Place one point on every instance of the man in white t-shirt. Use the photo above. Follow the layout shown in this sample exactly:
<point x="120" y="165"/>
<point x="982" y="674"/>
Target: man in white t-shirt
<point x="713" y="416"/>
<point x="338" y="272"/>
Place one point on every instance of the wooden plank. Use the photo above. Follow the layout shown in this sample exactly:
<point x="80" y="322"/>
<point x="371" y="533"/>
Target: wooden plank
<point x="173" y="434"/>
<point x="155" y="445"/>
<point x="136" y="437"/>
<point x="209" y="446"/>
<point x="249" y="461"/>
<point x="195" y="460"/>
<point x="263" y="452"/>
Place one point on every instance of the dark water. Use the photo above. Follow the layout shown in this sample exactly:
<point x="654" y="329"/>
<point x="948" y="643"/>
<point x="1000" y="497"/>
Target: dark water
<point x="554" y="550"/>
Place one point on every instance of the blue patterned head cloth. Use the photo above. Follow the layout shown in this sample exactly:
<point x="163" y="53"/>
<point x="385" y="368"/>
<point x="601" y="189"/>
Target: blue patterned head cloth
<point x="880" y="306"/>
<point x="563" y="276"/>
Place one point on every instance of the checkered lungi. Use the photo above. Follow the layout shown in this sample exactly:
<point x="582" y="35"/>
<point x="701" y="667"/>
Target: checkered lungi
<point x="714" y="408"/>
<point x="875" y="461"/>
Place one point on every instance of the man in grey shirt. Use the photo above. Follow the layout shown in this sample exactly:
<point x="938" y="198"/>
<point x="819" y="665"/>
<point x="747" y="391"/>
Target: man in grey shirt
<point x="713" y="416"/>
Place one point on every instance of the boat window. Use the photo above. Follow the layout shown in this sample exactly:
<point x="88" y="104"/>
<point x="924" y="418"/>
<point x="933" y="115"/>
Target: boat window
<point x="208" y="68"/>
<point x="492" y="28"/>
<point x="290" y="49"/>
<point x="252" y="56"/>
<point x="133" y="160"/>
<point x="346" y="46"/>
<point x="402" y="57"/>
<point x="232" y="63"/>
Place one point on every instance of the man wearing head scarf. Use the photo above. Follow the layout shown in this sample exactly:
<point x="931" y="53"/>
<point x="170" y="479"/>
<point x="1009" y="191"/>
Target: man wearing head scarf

#####

● Exercise directions
Begin at the line containing "Place one point on every instance of the boat" and continue through the end of the records, reproducing every line, requests included. Multiply each x and y coordinate in the answer points by 2.05 and round it to a whole number, rounding halves up. Leave the coordinates in the requests and their layout samples unchanged.

● Task output
Place one point on every instance of the boat window. Use the photo above. Follow the layout shown in this sample exactly:
<point x="88" y="104"/>
<point x="924" y="418"/>
<point x="933" y="115"/>
Target: boat window
<point x="426" y="139"/>
<point x="1009" y="57"/>
<point x="595" y="100"/>
<point x="517" y="115"/>
<point x="273" y="328"/>
<point x="709" y="94"/>
<point x="824" y="117"/>
<point x="476" y="129"/>
Place one point on every instance of the man wearing head scarf. Use the photo above. Follow the layout shown in this sample exactly:
<point x="931" y="53"/>
<point x="170" y="479"/>
<point x="1009" y="191"/>
Target: man wearing head scarf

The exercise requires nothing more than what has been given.